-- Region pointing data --

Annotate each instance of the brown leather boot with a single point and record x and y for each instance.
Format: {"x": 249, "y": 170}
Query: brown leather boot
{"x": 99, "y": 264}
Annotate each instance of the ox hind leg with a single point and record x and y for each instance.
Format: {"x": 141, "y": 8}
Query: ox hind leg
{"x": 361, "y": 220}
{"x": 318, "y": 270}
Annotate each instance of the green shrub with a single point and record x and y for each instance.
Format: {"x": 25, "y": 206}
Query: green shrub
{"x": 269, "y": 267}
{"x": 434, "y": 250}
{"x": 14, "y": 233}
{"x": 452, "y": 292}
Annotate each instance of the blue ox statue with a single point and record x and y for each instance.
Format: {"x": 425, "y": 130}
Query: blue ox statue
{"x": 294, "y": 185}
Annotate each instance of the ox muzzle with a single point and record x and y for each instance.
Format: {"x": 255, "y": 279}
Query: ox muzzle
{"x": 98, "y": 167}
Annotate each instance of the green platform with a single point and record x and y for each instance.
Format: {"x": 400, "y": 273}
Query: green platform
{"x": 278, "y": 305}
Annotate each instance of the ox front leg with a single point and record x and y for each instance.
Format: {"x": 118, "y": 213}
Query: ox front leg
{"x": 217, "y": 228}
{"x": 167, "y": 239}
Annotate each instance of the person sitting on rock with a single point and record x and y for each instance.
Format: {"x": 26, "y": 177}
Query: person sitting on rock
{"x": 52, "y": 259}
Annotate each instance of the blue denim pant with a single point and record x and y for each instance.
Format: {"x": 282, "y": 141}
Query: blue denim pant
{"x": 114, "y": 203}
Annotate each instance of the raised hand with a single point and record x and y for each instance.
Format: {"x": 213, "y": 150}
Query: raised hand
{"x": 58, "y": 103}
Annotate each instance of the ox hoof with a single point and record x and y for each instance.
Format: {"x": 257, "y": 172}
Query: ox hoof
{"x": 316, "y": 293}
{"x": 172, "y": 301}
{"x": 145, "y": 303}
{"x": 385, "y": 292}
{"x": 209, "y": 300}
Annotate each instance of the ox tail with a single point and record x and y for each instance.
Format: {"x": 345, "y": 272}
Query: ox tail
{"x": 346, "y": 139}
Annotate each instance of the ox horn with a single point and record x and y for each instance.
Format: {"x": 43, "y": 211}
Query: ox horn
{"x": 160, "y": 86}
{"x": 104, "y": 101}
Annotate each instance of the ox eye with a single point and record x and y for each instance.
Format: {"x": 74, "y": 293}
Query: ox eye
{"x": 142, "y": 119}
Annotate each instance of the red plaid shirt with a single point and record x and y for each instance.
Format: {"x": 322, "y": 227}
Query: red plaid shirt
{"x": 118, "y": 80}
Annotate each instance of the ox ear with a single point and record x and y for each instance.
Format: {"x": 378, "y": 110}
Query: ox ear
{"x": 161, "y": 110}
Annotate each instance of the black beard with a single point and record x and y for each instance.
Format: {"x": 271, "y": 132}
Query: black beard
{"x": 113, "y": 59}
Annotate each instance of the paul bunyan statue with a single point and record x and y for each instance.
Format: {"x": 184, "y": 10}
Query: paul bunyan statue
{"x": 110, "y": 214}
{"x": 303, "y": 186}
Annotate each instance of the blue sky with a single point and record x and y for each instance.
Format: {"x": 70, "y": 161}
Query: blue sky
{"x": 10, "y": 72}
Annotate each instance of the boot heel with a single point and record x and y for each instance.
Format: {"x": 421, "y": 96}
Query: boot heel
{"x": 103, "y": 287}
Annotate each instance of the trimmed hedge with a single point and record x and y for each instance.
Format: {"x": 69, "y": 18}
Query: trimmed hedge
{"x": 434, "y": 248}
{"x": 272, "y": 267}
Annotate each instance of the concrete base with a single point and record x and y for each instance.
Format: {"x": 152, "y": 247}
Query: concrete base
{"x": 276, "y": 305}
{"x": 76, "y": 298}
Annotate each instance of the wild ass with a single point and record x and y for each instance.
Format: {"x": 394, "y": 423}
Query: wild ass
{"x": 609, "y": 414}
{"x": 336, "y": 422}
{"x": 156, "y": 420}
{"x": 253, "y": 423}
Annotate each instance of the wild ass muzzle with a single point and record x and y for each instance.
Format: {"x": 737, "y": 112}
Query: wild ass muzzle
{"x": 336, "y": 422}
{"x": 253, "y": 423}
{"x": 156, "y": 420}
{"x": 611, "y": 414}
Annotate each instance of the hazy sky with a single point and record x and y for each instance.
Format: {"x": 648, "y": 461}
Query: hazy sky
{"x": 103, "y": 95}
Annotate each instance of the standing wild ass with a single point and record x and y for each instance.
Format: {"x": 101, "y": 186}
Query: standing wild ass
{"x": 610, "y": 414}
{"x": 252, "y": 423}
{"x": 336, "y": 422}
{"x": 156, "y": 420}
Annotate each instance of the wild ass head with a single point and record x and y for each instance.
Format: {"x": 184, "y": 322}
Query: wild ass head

-- Instructions for the task --
In the records above, the lines containing the string "head" should be counted; give only the total.

-- Solution --
2